## INFORMATION SHOWN
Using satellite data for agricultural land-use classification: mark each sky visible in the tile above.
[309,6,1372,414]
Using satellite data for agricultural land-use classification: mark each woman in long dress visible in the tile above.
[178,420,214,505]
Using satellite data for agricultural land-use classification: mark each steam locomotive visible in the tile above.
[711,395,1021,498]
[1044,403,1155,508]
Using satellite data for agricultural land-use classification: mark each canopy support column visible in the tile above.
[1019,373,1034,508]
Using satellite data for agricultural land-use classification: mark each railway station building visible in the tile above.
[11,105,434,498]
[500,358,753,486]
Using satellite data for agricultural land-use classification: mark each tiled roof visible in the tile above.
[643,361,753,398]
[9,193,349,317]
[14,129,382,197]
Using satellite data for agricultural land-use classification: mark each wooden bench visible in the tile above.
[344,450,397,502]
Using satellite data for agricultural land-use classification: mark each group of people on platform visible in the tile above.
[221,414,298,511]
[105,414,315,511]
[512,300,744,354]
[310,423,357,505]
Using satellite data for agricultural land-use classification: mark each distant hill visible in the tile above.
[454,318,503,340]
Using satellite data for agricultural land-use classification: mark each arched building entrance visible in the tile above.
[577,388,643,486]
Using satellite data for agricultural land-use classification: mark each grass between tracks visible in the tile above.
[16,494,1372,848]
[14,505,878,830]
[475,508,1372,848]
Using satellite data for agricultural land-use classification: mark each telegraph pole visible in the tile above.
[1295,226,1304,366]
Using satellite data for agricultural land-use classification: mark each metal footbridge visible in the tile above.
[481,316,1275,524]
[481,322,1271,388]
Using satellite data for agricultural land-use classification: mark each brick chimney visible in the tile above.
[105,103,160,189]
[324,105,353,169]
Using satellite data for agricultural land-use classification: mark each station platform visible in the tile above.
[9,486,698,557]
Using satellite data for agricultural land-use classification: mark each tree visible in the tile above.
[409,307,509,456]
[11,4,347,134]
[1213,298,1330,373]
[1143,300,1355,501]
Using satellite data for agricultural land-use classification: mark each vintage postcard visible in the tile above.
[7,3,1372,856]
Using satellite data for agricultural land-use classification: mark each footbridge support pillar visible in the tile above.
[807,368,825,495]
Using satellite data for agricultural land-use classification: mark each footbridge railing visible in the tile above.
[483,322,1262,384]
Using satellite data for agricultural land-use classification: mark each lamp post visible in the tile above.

## STATED GOAL
Rewrite everything from the start of the rows down to the line containing "[1295,226,1304,366]", both ends included. Add -76 to every number in the bounding-box coordinates and leave every other line unchanged.

## COMPLETED EXERCISE
Using satellite data for agricultural land-use classification: mark each sky visible in the tile above.
[233,-70,1296,338]
Using satellite data for agricultural land-use classification: mark each woman in long dress visible in the tile above.
[102,344,138,429]
Using satellite data for agricultural land-use classification: mark each steam locomotive visible in the tile above.
[635,319,945,422]
[968,327,1079,432]
Using satellite data for agricultural land-use classification: mark each canopy support column visible in the tile above.
[943,297,958,432]
Using satellite data for agricultural land-use classification: mark each railway station building visible in the tile above.
[-65,29,358,422]
[424,282,677,410]
Using satellite data for agricultural land-use classification: mark each tiled roof visible in the tile above.
[567,285,677,322]
[-67,117,273,241]
[-62,53,306,121]
Using satellite data for agricultural land-use classification: mark each wooden bench visible in the tile above.
[268,374,321,426]
Using satellite data for agricultural land-use classification: mark each group of people on platform visible in the tile above.
[145,338,222,435]
[29,338,239,435]
[436,224,668,278]
[234,347,281,429]
Using satellite data for agricultural land-use classification: mark each distant hill visible in the tile above.
[378,242,427,264]
Using satellite data for agricultural land-use classification: mark each arched building entrance visible in the tile above.
[501,312,567,410]
Using satellite data for agricultural land-use classification: mark each grass between tracks visible in the tile above.
[-60,418,1296,772]
[-62,429,802,754]
[399,432,1296,772]
Using satellite data for agricultural land-use classification: mark each telegraph pole visible in the tile above.
[1219,150,1228,290]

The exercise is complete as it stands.